::: PROVIDED INFORMATION
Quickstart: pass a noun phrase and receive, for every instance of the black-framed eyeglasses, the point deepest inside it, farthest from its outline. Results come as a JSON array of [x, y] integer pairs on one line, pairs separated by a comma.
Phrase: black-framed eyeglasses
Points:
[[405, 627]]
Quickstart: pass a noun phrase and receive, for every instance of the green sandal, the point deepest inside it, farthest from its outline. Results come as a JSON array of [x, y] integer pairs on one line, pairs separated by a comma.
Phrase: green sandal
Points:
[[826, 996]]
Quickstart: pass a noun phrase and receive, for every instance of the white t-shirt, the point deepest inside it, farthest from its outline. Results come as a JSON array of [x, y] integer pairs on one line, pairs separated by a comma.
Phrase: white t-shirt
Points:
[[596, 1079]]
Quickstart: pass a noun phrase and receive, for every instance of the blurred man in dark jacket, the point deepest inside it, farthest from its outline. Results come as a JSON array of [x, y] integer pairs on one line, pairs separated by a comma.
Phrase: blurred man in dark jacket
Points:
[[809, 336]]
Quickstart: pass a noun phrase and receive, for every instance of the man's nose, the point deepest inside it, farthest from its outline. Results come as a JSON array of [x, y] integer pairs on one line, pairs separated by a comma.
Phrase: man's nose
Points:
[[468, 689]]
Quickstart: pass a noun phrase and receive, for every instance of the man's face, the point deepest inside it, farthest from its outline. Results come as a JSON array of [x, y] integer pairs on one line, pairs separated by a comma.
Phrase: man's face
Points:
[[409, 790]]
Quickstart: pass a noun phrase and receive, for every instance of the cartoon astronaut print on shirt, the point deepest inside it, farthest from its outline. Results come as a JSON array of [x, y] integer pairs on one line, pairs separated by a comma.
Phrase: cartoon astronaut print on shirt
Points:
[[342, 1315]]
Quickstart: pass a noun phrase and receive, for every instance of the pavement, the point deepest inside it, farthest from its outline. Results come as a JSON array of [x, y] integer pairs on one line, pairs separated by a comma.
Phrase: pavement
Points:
::::::
## EXERCISE PROMPT
Copy out the whole listing above, swapping "outline" for "edge" everywhere and leaving everything else as it is.

## FULL OUTPUT
Quickstart: pass a noun phrase and receive, for every instance of the black-framed eyeglasses, the point deepest inside it, farthest from its edge. Results come as a JSON array of [x, y] integer pairs on one line, pairs separated by a comma.
Phrase: black-framed eyeglasses
Points:
[[405, 627]]
Quickstart: pass a noun phrase and receive, for every instance of the green sandal, the point deepest inside it, farthest from its edge. Results come as a JSON array of [x, y] integer pairs on one line, pairs separated by a comma.
Phrase: green sandal
Points:
[[826, 996]]
Quickstart: pass a noun phrase and receive, for every instance of the white t-shirt, the point deepest inside it, farthest from its edge. Results come as a JSON array of [x, y] integer pairs on one line, pairs separated by a comma.
Phrase: white t-shirt
Points:
[[596, 1079]]
Quickstart: pass a noun phrase and receive, for every instance of the blurred man in dark jacket, the point deepest inside it, farthest from its edge. Results come as a JSON array of [x, y] integer pairs on one line, pairs separated by a comma.
Phrase: blurred man in dark jacket
Points:
[[809, 336]]
Quickstart: pass a noun phrase and receive, for every instance of the man's nose, the point deepest inside it, farthest from its edge. Results come as a JSON array of [x, y] integer pairs on one line, pairs separated by a comma.
Phrase: man's nose
Points:
[[468, 689]]
Quickstart: pass a noun phrase and receive, for every instance of the man's face, the point deepest inside it, farthest from its edge. Results come as a JSON array of [x, y] integer pairs on one line, pairs separated by a comma.
Phrase: man's face
Points:
[[409, 790]]
Quickstart: pass a noun phrase and receive, for every instance of the cartoon astronaut print on shirt, the point deepest inside it, farthest from its edge. Results come as a JSON array of [x, y] integer pairs on one line, pairs separated by a comma.
Phrase: cartoon astronaut print on shirt
Points:
[[342, 1315]]
Quickstart: pass a noun phrase and receive, for every instance of the pavement, the point deepest inside it, farthest from its edge. Results come as a JSON array of [x, y] integer pairs on one line, pairs separated by a comma.
Phrase: pavement
Points:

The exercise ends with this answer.